*Exercise brief:*
Within the records below is a range that opens at the line with "Target: rear wheel" and closes at the line with "Target: amber turn signal". Return that range word for word, both ends included, and only that range.

[Provided entries]

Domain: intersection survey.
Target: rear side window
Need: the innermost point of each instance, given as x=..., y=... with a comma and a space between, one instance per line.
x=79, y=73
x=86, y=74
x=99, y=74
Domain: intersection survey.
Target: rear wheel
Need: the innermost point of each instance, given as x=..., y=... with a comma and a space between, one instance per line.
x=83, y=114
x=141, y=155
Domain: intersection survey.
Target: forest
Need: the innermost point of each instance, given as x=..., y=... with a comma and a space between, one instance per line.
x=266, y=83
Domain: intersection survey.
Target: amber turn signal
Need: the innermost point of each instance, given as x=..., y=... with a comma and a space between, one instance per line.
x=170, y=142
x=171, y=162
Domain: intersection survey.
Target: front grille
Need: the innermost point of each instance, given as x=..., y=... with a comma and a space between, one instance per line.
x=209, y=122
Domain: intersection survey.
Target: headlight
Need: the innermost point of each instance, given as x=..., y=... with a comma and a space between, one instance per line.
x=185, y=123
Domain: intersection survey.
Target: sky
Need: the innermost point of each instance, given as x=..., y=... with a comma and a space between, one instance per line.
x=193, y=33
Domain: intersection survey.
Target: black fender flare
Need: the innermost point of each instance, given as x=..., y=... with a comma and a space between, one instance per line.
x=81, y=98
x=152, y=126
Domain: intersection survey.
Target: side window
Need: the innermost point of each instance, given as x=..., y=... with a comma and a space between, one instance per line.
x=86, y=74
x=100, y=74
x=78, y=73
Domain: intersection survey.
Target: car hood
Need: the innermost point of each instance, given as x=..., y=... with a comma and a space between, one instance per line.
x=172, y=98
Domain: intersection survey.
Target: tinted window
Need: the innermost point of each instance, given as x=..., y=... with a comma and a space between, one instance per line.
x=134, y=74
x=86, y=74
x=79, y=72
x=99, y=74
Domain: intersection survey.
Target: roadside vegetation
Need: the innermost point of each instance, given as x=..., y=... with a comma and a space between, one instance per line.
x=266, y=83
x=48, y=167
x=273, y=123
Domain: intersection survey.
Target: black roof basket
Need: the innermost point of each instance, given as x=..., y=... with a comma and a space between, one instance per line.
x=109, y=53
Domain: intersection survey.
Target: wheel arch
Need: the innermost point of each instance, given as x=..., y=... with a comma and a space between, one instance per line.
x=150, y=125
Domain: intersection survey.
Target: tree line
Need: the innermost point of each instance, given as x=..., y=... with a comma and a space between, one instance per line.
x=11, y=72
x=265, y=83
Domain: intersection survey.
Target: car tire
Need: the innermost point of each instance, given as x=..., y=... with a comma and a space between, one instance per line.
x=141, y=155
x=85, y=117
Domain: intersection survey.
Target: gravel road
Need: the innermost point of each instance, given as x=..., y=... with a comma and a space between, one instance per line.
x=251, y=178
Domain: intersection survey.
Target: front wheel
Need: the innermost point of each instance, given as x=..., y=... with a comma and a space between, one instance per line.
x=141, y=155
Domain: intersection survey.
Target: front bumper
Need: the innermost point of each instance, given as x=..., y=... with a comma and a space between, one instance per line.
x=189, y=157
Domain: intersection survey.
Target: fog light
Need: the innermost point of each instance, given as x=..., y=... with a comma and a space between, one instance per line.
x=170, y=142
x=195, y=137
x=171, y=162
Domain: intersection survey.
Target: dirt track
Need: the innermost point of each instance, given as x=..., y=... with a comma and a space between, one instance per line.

[/Provided entries]

*Answer to the exercise:*
Target: rear wheel
Need: the innermost point of each instance, given as x=..., y=... with a comma and a space between, one instance per line.
x=83, y=114
x=141, y=155
Domain: intersection survey.
Target: forest
Need: the innermost point of each instance, given as x=..., y=... with a comma and a space between, one instance per line.
x=266, y=83
Domain: intersection survey.
Target: amber turn signal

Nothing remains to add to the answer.